[Start THE RECORDS]

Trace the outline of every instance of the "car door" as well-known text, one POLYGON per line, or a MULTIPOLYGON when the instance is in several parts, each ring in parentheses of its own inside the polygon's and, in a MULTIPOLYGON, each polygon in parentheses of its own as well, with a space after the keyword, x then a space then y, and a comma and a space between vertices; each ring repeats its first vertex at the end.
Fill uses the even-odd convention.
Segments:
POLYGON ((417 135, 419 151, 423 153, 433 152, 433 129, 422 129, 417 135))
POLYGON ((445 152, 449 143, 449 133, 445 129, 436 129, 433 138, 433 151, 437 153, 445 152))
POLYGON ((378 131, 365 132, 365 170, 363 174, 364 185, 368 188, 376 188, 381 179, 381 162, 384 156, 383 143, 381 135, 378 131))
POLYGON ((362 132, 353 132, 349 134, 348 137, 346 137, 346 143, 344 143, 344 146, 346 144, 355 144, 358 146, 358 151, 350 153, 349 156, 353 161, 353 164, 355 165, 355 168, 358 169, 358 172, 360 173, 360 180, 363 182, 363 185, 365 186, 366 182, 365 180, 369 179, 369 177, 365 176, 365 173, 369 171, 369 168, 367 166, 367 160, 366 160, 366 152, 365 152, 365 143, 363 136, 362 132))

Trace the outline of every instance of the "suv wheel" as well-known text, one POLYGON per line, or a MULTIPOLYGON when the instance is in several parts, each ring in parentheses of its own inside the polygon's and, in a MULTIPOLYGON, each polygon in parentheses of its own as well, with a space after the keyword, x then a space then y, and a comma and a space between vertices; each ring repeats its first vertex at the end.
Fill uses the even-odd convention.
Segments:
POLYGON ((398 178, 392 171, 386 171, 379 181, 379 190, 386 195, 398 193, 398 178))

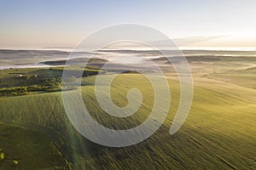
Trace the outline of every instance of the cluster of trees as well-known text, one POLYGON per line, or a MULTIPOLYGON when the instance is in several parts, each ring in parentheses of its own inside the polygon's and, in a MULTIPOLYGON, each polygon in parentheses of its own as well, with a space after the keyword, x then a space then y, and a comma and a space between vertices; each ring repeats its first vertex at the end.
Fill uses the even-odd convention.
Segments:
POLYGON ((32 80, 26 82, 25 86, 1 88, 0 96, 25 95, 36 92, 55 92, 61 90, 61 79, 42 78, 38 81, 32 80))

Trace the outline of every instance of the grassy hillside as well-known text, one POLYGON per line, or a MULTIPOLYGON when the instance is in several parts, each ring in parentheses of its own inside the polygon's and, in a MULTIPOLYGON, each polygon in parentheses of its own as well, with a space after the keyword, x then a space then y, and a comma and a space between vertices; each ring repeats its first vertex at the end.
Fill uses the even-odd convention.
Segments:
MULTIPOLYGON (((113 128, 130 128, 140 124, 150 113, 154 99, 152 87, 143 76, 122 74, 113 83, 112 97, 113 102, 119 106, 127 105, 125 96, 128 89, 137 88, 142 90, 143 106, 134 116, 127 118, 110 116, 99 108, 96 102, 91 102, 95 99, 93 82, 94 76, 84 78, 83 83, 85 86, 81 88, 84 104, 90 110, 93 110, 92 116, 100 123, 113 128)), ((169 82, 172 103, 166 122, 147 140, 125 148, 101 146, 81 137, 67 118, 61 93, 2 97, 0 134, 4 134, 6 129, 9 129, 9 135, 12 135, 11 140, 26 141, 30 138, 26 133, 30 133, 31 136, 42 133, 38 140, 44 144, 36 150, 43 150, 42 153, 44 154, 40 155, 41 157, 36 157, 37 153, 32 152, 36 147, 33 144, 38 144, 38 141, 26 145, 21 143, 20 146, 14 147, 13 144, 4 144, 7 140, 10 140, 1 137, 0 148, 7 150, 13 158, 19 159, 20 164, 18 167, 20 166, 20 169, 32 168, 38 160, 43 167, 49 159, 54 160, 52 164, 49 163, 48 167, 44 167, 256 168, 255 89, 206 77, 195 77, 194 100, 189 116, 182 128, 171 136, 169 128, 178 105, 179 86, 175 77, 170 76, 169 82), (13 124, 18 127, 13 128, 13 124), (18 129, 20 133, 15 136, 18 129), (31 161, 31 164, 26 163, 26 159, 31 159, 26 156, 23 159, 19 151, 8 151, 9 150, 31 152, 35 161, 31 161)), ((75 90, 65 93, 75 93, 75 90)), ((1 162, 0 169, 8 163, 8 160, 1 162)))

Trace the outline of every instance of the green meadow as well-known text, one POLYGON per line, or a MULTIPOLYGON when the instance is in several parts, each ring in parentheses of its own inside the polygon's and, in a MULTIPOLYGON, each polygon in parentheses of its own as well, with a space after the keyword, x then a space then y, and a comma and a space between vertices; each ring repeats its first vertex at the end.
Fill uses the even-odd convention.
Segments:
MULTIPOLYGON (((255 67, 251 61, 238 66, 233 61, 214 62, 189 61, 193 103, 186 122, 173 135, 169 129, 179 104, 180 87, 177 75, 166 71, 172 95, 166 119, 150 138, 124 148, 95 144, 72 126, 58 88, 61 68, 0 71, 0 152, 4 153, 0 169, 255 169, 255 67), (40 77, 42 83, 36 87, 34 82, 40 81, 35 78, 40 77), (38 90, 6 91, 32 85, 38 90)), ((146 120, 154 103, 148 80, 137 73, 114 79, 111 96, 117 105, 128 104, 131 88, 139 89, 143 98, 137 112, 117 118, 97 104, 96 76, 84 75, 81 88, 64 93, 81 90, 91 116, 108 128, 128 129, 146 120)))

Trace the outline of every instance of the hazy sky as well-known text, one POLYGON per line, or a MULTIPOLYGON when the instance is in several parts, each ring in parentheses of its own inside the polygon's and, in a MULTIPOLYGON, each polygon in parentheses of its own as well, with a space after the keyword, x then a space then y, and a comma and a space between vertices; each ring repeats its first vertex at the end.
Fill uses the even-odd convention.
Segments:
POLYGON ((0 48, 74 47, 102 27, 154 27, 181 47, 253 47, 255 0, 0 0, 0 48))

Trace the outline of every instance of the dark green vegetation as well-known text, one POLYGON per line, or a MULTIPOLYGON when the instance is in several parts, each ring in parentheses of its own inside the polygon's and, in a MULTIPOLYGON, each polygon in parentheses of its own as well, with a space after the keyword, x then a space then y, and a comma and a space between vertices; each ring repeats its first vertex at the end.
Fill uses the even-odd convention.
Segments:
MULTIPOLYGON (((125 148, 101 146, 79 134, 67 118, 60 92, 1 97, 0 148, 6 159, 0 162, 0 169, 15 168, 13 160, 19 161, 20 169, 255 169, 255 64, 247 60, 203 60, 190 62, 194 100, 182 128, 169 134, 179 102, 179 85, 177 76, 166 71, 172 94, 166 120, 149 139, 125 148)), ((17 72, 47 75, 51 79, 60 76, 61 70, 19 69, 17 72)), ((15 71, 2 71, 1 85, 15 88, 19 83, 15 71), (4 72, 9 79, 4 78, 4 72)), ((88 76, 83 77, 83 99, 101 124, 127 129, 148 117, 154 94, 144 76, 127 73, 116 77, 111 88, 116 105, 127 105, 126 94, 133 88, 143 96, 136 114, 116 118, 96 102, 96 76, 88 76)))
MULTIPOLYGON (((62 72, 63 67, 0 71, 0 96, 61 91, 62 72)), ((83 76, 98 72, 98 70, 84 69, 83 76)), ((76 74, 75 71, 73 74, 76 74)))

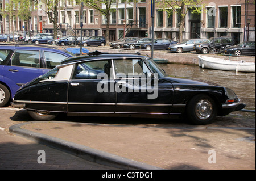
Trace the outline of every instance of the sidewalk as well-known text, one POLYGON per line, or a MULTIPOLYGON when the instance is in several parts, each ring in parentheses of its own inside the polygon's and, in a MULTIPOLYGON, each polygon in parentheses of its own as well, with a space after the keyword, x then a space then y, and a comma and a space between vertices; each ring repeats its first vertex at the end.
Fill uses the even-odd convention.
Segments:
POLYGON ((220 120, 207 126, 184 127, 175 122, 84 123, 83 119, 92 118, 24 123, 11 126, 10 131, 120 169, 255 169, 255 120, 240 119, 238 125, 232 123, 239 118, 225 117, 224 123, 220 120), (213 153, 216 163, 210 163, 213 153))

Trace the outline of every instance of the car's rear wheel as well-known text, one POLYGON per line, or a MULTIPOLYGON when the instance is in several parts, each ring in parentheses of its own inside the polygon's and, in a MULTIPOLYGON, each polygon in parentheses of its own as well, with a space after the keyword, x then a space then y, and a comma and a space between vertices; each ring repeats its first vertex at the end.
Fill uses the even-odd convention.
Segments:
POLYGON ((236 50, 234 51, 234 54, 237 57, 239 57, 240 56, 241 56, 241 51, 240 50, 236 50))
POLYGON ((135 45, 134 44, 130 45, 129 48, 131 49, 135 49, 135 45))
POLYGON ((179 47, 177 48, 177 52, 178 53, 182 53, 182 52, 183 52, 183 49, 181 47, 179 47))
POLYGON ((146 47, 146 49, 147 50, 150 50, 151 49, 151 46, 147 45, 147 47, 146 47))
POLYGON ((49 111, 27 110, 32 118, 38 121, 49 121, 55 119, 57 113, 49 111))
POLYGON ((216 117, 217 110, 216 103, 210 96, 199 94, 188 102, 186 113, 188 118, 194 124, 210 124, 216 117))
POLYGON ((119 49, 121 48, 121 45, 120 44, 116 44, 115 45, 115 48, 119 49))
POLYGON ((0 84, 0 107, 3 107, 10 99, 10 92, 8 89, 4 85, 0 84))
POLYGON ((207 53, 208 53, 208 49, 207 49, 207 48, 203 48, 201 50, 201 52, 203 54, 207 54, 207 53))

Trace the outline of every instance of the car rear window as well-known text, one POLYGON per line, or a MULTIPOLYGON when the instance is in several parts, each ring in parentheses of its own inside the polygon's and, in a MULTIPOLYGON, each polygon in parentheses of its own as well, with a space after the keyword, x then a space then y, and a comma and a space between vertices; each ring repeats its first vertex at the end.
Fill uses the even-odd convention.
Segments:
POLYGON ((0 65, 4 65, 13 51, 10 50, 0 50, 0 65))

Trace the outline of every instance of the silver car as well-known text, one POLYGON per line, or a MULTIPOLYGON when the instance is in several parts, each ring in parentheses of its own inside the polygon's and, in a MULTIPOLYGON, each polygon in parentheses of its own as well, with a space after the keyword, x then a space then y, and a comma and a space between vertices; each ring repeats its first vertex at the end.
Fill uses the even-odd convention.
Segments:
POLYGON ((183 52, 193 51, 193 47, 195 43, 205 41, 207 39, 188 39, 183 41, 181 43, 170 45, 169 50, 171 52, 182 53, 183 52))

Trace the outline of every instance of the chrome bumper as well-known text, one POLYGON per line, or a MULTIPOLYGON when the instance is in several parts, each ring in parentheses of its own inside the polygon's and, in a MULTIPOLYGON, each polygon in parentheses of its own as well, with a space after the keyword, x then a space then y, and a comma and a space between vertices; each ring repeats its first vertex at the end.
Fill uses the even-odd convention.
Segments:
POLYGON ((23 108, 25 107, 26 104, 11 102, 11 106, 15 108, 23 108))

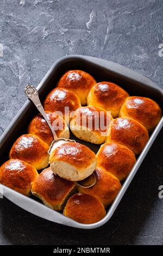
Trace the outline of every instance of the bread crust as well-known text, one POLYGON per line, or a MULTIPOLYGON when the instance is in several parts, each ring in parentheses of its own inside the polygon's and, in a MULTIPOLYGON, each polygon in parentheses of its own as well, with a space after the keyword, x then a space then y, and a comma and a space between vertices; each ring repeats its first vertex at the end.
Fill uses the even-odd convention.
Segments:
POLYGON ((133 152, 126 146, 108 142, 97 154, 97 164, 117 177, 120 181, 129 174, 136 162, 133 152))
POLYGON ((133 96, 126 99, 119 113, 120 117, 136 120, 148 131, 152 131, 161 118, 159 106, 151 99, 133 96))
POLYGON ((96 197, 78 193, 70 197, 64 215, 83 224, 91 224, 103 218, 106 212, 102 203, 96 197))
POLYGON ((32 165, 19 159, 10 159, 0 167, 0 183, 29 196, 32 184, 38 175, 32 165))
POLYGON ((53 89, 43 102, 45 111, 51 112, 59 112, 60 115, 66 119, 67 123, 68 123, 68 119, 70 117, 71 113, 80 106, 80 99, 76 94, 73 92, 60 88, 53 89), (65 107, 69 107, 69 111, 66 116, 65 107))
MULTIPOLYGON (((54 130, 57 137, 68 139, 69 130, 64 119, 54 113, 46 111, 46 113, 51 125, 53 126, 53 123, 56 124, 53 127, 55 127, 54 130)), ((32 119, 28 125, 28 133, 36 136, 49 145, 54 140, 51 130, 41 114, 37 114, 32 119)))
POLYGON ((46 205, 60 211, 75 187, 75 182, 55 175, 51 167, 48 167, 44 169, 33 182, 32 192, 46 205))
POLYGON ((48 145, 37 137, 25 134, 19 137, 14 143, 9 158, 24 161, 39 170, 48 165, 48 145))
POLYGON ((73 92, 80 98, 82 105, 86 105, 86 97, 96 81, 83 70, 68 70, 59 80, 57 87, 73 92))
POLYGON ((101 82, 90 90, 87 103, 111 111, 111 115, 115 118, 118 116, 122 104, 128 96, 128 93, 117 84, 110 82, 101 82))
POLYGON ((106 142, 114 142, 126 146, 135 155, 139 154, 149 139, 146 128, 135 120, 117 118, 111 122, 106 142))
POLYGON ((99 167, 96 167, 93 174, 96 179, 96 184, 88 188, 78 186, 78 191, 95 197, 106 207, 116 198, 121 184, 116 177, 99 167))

[End THE RECORDS]

# THE PROBLEM:
Could you pull out, unchanged, the lines from the one containing "Trace the outline of every instance of the bread" through the one containing "POLYGON ((53 89, 43", including both of those lines?

# PROBLEM SOLUTION:
Trace the outline of every instance of the bread crust as well-known text, one POLYGON per line, or a MULTIPOLYGON when the instance is in several parts, each ring in parentheses of its own inside the polygon's and, in a MULTIPOLYGON, each polygon in parentheses of its own as well, with a space after the keyword, x then a space then y, and a comma and a space between vertices; each ring repeats its first vertex at the end.
Fill uses the even-odd convention.
Segments:
POLYGON ((133 152, 126 146, 108 142, 97 154, 97 164, 117 177, 120 181, 129 174, 136 162, 133 152))
POLYGON ((133 96, 126 99, 119 113, 120 117, 136 120, 148 131, 152 131, 161 118, 159 106, 151 99, 133 96))
POLYGON ((96 197, 78 193, 70 197, 64 215, 83 224, 91 224, 103 218, 106 212, 102 203, 96 197))
POLYGON ((32 165, 19 159, 10 159, 0 167, 0 183, 29 196, 32 184, 38 175, 32 165))
POLYGON ((53 89, 43 102, 45 111, 51 112, 59 112, 60 115, 66 119, 67 123, 68 123, 68 119, 70 117, 71 113, 80 106, 80 99, 76 94, 73 92, 60 88, 53 89), (65 107, 69 107, 69 111, 66 116, 65 107))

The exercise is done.